Directions for this task: Give the rows below as a Markdown table, covering only the part that opens with the line containing "Exercise. Tag every instance of the marching" and runs through the end of the rows. Use a "Number" column for the line's position and a "Line" column for its text, skip blank lines, and leave the pictures out.
# # # # #
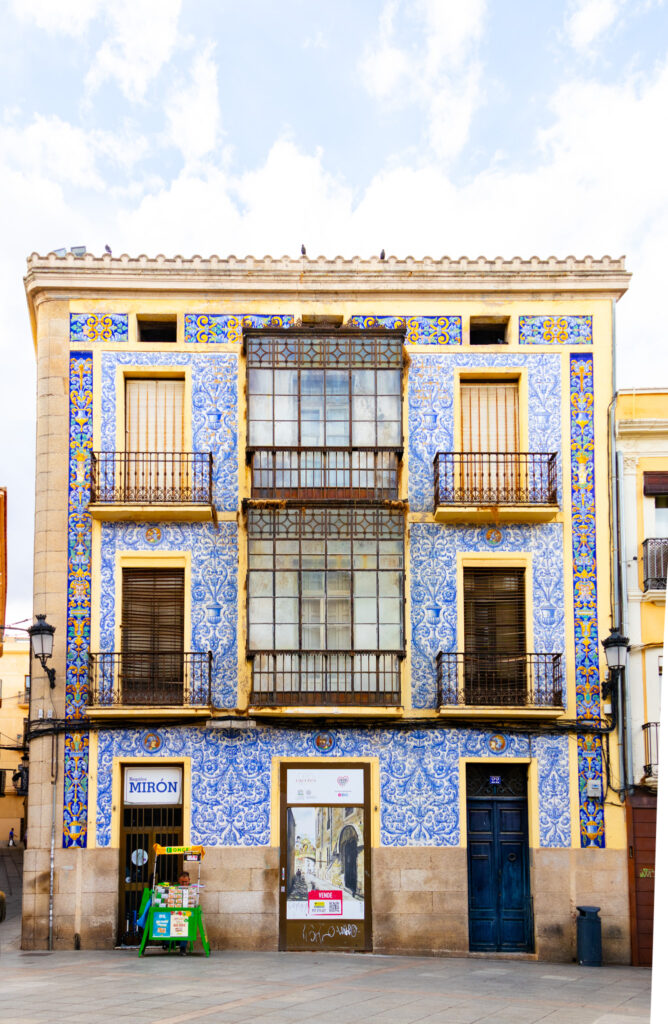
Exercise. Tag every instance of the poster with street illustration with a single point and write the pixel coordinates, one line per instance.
(325, 863)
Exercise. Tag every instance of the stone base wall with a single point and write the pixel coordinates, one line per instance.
(419, 899)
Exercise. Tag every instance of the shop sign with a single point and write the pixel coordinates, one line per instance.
(325, 785)
(152, 786)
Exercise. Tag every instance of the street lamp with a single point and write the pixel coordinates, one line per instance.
(41, 636)
(616, 647)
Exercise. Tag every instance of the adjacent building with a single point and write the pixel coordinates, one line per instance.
(325, 545)
(641, 543)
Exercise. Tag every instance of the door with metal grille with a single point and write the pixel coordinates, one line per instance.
(141, 827)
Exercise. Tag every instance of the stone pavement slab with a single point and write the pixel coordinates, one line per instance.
(312, 988)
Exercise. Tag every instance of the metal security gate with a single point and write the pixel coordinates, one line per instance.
(500, 916)
(141, 827)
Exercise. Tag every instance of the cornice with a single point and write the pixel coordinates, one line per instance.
(53, 276)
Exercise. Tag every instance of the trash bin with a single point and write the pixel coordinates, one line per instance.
(589, 946)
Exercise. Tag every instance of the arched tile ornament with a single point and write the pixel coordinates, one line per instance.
(592, 825)
(419, 330)
(220, 329)
(569, 330)
(78, 629)
(85, 328)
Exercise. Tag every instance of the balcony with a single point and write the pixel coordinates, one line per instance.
(152, 485)
(495, 486)
(321, 679)
(501, 685)
(655, 567)
(651, 740)
(176, 683)
(318, 474)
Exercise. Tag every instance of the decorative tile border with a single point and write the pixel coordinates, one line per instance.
(432, 581)
(419, 330)
(570, 330)
(419, 777)
(214, 589)
(430, 411)
(584, 591)
(221, 328)
(78, 630)
(214, 410)
(85, 328)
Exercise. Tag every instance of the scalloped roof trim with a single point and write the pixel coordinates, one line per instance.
(498, 263)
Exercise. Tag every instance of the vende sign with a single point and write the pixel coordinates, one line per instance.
(150, 786)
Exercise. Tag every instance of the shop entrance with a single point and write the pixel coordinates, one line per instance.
(148, 817)
(500, 916)
(325, 885)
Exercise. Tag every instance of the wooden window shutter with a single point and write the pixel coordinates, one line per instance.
(494, 611)
(153, 609)
(154, 415)
(655, 483)
(490, 415)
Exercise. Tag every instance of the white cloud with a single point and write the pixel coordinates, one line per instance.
(440, 72)
(589, 18)
(194, 112)
(70, 17)
(142, 37)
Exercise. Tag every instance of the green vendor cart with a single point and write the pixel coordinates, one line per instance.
(171, 914)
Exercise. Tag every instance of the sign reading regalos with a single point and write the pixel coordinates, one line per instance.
(155, 785)
(325, 785)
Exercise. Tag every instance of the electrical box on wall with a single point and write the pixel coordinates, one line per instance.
(594, 788)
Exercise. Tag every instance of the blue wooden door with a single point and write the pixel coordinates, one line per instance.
(499, 897)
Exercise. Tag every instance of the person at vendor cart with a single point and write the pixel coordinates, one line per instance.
(184, 882)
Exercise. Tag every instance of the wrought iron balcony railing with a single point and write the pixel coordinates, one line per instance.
(321, 678)
(325, 473)
(149, 679)
(152, 477)
(655, 563)
(531, 681)
(651, 738)
(495, 478)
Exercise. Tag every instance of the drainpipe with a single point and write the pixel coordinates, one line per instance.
(54, 773)
(617, 567)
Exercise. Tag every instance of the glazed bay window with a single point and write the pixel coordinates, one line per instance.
(326, 605)
(325, 415)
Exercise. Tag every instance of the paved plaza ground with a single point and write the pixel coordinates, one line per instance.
(304, 988)
(311, 988)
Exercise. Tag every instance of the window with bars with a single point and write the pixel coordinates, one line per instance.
(495, 636)
(152, 629)
(325, 580)
(325, 414)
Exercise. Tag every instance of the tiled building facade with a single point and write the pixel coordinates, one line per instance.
(362, 570)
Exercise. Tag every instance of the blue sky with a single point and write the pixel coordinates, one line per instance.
(456, 127)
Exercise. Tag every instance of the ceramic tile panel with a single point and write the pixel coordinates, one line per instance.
(78, 629)
(583, 499)
(85, 328)
(222, 328)
(568, 330)
(419, 330)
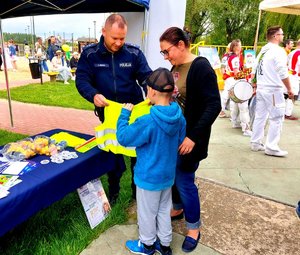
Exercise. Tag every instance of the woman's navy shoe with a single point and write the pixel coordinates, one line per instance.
(177, 217)
(190, 244)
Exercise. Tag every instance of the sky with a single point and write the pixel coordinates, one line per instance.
(65, 24)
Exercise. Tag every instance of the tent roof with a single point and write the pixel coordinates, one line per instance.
(19, 8)
(287, 6)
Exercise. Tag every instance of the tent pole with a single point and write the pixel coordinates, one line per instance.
(6, 76)
(257, 30)
(145, 32)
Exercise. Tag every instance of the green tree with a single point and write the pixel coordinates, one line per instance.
(224, 20)
(289, 23)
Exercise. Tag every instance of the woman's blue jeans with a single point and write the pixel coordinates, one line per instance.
(185, 193)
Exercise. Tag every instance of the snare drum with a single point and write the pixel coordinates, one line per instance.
(241, 91)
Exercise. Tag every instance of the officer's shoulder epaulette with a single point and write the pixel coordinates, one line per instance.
(132, 48)
(90, 48)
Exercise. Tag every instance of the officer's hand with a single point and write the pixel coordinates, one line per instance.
(291, 95)
(128, 106)
(100, 100)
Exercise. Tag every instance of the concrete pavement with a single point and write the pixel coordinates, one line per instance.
(247, 198)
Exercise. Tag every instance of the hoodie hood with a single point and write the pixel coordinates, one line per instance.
(167, 117)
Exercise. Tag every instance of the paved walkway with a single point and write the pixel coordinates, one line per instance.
(247, 198)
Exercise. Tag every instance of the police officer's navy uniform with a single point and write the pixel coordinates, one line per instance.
(117, 77)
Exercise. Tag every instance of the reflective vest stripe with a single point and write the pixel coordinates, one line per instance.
(106, 132)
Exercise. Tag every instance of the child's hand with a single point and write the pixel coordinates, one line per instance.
(128, 106)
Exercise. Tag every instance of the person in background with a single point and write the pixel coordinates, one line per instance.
(288, 45)
(225, 92)
(52, 47)
(74, 63)
(13, 54)
(74, 60)
(67, 55)
(294, 72)
(270, 74)
(7, 54)
(114, 70)
(199, 97)
(159, 135)
(41, 54)
(239, 112)
(1, 61)
(26, 50)
(59, 65)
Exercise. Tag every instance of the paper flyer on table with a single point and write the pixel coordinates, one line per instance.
(94, 202)
(8, 181)
(15, 168)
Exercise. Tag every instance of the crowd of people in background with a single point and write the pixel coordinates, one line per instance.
(52, 58)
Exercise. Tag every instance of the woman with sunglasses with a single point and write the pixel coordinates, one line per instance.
(199, 98)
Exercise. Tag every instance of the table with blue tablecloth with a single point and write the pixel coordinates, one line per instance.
(48, 183)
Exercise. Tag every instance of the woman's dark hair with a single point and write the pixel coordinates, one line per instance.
(175, 34)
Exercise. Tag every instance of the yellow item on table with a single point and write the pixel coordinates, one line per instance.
(71, 140)
(106, 132)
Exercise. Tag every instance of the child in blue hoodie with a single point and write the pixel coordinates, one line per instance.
(156, 137)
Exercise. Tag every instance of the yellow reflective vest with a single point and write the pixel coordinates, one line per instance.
(106, 132)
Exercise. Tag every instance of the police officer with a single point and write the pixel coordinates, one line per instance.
(110, 70)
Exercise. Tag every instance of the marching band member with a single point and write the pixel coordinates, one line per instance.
(225, 92)
(294, 72)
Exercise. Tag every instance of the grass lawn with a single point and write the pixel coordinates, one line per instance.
(53, 94)
(62, 228)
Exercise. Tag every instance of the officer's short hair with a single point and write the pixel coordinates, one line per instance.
(116, 18)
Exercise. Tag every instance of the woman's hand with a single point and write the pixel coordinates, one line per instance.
(128, 106)
(186, 146)
(100, 100)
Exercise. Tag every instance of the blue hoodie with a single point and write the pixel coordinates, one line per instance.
(156, 137)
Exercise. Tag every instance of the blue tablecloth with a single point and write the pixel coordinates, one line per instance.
(49, 183)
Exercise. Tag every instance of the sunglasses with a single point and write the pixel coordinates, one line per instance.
(165, 52)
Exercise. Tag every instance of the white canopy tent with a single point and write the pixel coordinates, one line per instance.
(279, 6)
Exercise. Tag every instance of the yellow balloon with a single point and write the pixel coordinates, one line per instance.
(65, 47)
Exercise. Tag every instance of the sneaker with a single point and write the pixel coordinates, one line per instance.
(162, 250)
(298, 210)
(137, 247)
(247, 133)
(290, 117)
(236, 125)
(278, 153)
(222, 115)
(257, 147)
(190, 244)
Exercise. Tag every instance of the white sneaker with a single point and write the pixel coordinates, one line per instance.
(257, 147)
(278, 153)
(236, 125)
(247, 133)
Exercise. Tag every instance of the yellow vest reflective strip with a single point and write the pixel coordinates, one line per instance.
(106, 132)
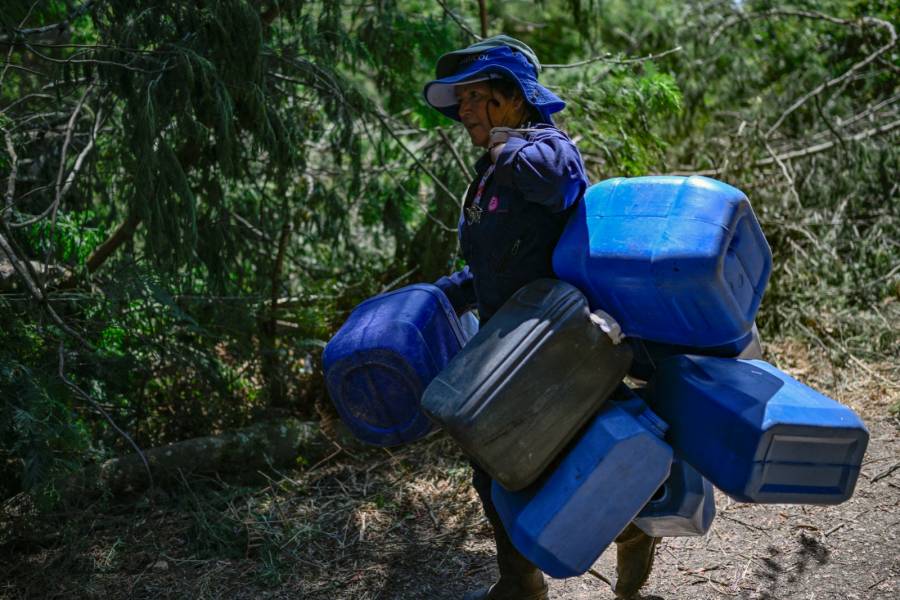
# # # # #
Final answer:
| Number | Line |
|---|---|
| 1 | Exercise. Tag every instance of the marching band member with a single point and write the pixel coordinates, one line per instance. |
| 2 | (225, 92) |
| 3 | (294, 72) |
| 4 | Exercise. Tag every instance of the grass lawn with a single point and write the pixel coordinates, one line per instance. |
| 5 | (53, 94) |
| 6 | (62, 228) |
| 7 | Exercise. Tag every instance of the officer's short hair with a single point and write the pixel coordinates, one line per instance. |
| 8 | (116, 18) |
| 9 | Exercise. Tag every instance of the woman's hand with a single point and write the pixel coordinates, one line per instance. |
| 10 | (128, 106) |
| 11 | (186, 146) |
| 12 | (100, 100) |
| 13 | Exercise. Tag every instance of the blue hoodie with a single point and write the pixel coordinates, one line per instance. |
| 14 | (156, 137) |
| 15 | Exercise. Tag every instance of the blue tablecloth with a single point and write the pixel coordinates, one line per instance. |
| 16 | (49, 183) |
| 17 | Exercise. Tag every instance of the sunglasses with a single point and write the pixel coordinates, one line per instance. |
| 18 | (165, 52) |
| 19 | Exercise. Tag every instance of the white canopy tent with a single point and write the pixel coordinates, one line per instance. |
| 20 | (279, 6) |
| 21 | Exercise. Tag every instance of the yellow balloon with a single point and write the pixel coordinates, one line per instance. |
| 22 | (65, 47) |
| 23 | Exercise. Tag every instance of the sneaker with a single point and write the pixel coordinates, one line per instance. |
| 24 | (162, 250) |
| 25 | (298, 210) |
| 26 | (137, 247) |
| 27 | (247, 133) |
| 28 | (290, 117) |
| 29 | (236, 125) |
| 30 | (278, 153) |
| 31 | (222, 115) |
| 32 | (257, 147) |
| 33 | (190, 244) |
| 34 | Exercise. Tag every instance of the white sneaker with a single point and write the pixel coordinates, one line per instance. |
| 35 | (257, 147) |
| 36 | (278, 153) |
| 37 | (236, 125) |
| 38 | (247, 133) |
| 39 | Exercise. Tag every instance of the yellow vest reflective strip with a single point and write the pixel coordinates, one line per instance. |
| 40 | (106, 132) |